**Records provided**.
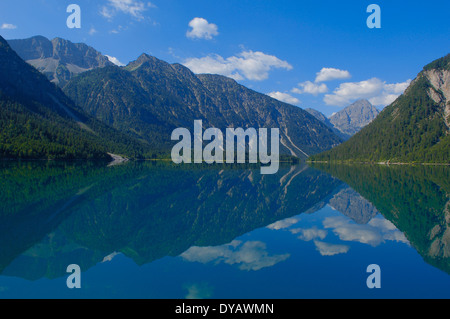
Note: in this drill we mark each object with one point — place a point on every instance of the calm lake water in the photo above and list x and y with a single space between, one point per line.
155 230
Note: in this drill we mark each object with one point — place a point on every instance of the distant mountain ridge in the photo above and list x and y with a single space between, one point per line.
58 59
414 128
149 98
38 121
349 120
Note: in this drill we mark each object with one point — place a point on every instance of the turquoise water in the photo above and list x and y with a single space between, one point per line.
154 230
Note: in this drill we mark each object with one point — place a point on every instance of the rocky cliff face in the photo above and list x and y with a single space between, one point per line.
354 117
58 59
439 91
414 128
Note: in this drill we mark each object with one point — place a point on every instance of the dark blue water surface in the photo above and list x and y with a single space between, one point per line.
155 230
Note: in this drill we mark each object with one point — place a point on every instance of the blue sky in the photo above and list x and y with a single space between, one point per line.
317 54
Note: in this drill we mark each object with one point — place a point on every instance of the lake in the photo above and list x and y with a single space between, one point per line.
157 230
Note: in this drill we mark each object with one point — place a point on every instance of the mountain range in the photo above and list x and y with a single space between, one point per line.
414 128
58 59
349 120
147 99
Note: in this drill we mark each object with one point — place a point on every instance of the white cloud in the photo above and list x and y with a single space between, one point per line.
114 60
284 97
310 88
375 90
110 256
284 223
202 29
327 249
251 255
309 233
134 8
246 65
373 233
8 26
198 291
329 74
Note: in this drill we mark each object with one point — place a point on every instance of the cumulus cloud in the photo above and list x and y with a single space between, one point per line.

**What the task requires**. Each line above should be written out again unchanged; no images are to be carried over.

**Exercise response**.
Note: in this drill we mark each object with one point — place a point on every instance of the calm lake water in the photo above and list x and y with a single space between, one point per line.
155 230
Note: in this drill we mark each object with one point — place a point on every instance of the distant mountain ridge in the photo above and list x and y with a single space between, one point per line.
58 59
414 128
149 98
38 121
349 120
Note: in this drill we mark each object with one point — place a point on every instance of the turquoise water in the photo above and list x and y with a single space between, one point per line.
154 230
Note: in this drill we mark each object with one point — place a point on every instance of the rocky cliff face in the photo above and list x and y with a single space between, one point per line.
354 117
58 59
439 91
414 128
Note: in this drill we mark each object with one point — place a point on every instance of the dark blue water surface in the photo above and list x and y with a single space between, one point per line.
155 230
Note: in this drill we mark each object with one point — place a point on every instance of the blue sky in the photo above and list x and y with a single space between, one point per line.
317 54
Note: in this drill we mark each object with one point — place a point on every instance of the lake in the photo above and list x and y with a single space between, one point per line.
157 230
Note: in this drill we mark each object with one point — place a point on every instance of the mountain range in the photo above and list x and y with a single space between, one point per line.
414 128
58 59
349 120
147 99
Note: in this drill we mark each object with one point — place a point on every instance of the white cloud in the photo above and list x and y with a single space between, one point per line.
114 60
284 97
310 88
375 90
110 256
284 223
202 29
327 249
251 255
309 233
134 8
246 65
373 233
8 26
198 291
329 74
Note: in this drill we mark each object with one point — place a point on every instance of the cumulus cloud in the photo above and list x and y with a single space between, one point per line.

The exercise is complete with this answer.